▶ [Exercise A]
In the Prefect setup notebook, what name is given to the flow in the Prefect task example?
▶ [Exercise B]
Write the next part of the Prefect setup notebook, picking up after its final line.

▶ [Document excerpt]

§

# Part 1: GCP and Prefect Setup

# Setup git cloning


In [None]:
! git clone https://github.com/anushagj/friend-up-your-cash-app-game.git
! pip install prefect==1.0 -U
! pip install parquet

# Create a Free-Tier Prefect Account


1.   In a new tab, go to https://cloud.prefect.io/
2.   Click Sign in with Google option and use the new google account created in the previous step.
3.   Click Next, then click TO THE DASHBOARD

# **Let's quickly explore the data**

In [None]:
import pandas as pd
parquet_file_path = '/content/friend-up-your-cash-app-game/Dataset/cash_friends.parquet'
df = pd.read_parquet(parquet_file_path)
df.head()

# Create a Free Google Account
Create a google account [here](https://https://accounts.google.com/signup/v2/createaccount?continue=https%3A%2F%2Fmyaccount.google.com%3Futm_source%3Daccount-marketing-page%26utm_medium%3Dcreate-account-button&flowName=GlifWebSignIn&flowEntry=SignUp) (if you don’t already have one)

# Create a Free Google Cloud Platform Account

In a new tab go to https://console.cloud.google.com/. Then in the top left, click on Select a **project > new project**


# Create Prefect Task

In [None]:
import prefect
from prefect import task, Flow
@task
def hello_task():
  logger = prefect.context.get("logger")
  logger.info("Hello world!")

flow = Flow("hello-flow", tasks=[hello_task])
flow.run()


# Setup Prefect Cloud

In [None]:
! prefect agent local start

In [None]:
! prefect auth login --key <Your KEY>

# Connecting local prefect to our cloud prefect


Create an API key : https://cloud.prefect.io/user/keys, **save the key**!

§

[Records from a data collection]
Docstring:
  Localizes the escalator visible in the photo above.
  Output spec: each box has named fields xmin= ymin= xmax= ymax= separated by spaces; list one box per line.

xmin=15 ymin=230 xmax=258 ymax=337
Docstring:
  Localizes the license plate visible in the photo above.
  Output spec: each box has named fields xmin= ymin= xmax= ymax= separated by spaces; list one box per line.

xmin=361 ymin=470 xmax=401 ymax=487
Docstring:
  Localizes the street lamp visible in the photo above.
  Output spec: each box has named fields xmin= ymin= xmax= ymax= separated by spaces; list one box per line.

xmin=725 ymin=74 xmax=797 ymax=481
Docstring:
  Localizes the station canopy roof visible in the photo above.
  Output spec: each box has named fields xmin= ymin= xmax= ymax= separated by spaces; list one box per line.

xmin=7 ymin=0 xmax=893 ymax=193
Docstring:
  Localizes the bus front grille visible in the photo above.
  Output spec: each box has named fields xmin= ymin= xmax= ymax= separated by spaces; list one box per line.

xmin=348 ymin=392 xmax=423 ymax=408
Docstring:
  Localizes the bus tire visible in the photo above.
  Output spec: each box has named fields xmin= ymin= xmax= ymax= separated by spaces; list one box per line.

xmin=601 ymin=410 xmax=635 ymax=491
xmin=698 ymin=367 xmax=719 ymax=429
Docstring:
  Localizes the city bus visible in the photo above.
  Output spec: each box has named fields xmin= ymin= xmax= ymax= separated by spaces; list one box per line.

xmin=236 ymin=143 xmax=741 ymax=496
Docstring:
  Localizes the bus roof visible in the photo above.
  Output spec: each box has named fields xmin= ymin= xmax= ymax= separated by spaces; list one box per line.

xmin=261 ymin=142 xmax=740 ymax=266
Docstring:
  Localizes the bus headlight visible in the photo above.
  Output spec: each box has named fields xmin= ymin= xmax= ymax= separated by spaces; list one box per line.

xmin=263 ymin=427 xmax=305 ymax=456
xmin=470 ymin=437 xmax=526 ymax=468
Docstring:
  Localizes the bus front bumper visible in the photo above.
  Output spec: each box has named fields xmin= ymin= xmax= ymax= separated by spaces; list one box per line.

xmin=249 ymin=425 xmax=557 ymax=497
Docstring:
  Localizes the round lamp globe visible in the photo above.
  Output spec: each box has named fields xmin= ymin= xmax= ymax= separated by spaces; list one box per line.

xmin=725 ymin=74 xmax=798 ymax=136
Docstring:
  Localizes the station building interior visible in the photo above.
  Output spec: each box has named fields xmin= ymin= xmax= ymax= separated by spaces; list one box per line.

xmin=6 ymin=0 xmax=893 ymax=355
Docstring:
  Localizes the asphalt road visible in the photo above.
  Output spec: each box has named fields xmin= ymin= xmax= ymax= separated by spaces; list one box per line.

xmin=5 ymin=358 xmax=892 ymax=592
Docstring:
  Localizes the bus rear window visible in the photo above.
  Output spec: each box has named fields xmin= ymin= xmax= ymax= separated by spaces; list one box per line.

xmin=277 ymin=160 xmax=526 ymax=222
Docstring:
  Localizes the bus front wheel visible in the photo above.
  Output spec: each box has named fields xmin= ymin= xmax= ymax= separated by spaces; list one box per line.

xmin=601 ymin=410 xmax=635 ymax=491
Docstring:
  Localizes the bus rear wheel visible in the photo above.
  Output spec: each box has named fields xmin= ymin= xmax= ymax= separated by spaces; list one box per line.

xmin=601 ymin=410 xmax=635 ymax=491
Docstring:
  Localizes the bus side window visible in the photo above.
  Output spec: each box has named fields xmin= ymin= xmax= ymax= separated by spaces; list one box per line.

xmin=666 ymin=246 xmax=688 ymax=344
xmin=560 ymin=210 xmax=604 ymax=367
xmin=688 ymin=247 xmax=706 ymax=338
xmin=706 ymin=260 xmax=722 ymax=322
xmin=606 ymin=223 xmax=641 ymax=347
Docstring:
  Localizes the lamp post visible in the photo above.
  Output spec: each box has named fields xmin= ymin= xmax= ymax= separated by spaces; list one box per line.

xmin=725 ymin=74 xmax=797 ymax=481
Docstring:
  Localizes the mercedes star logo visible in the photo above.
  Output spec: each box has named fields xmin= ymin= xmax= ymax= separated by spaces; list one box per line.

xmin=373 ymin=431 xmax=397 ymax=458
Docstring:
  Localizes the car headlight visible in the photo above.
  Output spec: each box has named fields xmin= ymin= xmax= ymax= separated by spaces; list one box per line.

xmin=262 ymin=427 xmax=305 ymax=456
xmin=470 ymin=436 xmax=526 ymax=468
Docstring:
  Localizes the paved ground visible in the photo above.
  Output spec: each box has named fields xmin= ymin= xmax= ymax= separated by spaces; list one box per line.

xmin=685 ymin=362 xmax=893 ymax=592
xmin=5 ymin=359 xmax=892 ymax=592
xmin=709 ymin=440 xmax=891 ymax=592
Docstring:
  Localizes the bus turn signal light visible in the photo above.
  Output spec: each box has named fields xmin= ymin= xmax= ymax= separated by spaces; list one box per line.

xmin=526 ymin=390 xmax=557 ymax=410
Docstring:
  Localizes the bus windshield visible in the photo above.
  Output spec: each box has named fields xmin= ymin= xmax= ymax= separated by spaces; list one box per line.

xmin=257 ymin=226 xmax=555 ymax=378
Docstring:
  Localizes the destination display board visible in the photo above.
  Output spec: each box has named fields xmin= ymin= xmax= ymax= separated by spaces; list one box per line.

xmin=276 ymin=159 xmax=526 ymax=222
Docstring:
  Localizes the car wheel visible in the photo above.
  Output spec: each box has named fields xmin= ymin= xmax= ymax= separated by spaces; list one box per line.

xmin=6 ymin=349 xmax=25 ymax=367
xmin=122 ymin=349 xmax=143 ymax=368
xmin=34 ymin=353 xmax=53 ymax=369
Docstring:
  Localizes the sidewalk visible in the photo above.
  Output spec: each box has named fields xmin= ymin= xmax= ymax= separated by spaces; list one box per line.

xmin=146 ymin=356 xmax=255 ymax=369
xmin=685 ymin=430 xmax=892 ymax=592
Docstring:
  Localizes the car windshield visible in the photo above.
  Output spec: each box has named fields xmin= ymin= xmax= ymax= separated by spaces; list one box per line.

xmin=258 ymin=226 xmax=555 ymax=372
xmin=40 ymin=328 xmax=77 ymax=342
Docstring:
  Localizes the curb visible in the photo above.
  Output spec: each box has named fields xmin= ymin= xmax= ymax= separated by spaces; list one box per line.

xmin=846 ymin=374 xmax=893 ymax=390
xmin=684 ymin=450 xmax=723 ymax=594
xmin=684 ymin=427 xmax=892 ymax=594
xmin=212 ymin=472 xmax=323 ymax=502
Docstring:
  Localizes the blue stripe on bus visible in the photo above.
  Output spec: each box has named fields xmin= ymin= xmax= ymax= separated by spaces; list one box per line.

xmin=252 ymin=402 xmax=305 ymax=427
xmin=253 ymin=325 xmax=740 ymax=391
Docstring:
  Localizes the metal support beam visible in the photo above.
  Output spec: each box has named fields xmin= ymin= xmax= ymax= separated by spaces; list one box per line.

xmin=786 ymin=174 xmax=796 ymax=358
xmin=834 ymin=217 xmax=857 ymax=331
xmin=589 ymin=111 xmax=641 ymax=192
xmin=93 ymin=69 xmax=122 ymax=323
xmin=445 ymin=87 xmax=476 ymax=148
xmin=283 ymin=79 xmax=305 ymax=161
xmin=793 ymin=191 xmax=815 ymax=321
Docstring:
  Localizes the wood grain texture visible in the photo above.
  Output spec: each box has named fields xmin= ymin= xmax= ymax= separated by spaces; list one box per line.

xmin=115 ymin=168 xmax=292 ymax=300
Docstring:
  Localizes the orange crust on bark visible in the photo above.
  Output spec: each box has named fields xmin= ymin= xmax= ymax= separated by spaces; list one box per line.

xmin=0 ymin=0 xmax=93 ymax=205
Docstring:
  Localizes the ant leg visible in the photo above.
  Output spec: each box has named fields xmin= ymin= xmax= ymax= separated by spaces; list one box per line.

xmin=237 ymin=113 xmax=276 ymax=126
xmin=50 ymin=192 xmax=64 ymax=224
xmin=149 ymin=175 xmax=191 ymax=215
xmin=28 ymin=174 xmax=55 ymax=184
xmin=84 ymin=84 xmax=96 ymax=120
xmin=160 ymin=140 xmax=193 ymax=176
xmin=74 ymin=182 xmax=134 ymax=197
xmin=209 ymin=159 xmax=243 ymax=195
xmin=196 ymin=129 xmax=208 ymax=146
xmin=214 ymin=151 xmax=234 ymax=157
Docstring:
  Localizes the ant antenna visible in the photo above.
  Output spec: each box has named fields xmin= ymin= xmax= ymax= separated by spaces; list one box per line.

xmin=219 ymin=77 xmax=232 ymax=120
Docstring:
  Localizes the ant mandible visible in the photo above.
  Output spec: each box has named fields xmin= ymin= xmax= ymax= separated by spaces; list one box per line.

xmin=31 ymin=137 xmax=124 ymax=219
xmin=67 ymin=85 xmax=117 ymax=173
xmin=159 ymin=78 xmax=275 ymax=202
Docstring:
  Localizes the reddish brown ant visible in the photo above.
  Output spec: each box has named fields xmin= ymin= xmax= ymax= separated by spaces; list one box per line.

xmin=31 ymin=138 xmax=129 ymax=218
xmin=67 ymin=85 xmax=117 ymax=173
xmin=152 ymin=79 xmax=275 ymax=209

§

▶ [Task output A]
hello-flow

▶ [Task output B]
In [None]:
! prefect create project cash_find_friends

In [None]:
flow.register(project_name="cash_find_friends")

Next we follow the link that was generated and select quick run and we will see our flow run in the cloud !



---



In [None]:
! prefect agent local start



---



# **Create a Table in Big Query using Prefect**

In [None]:
import parquet
import os
from google.cloud import bigquery
from prefect import task, Flow, Parameter
import pandas as pd


#TO BE UPDATED BY YOU
PROJECT_ID = "ghc23-394604"
DATASET_NAME = "Friends"
TABLE_NAME = "cash_friends"

#TO BE UPDATED BY YOU
os.environ["GOOGLE_APPLICATION_CREDENTIALS"] = <Your JSON FILE>

# Function to create a new table in BigQuery
def create_table(project_id, dataset_name, table_name):
  client = bigquery.Client(project=project_id)

  # Define the schema for your table (change the fields accordingly)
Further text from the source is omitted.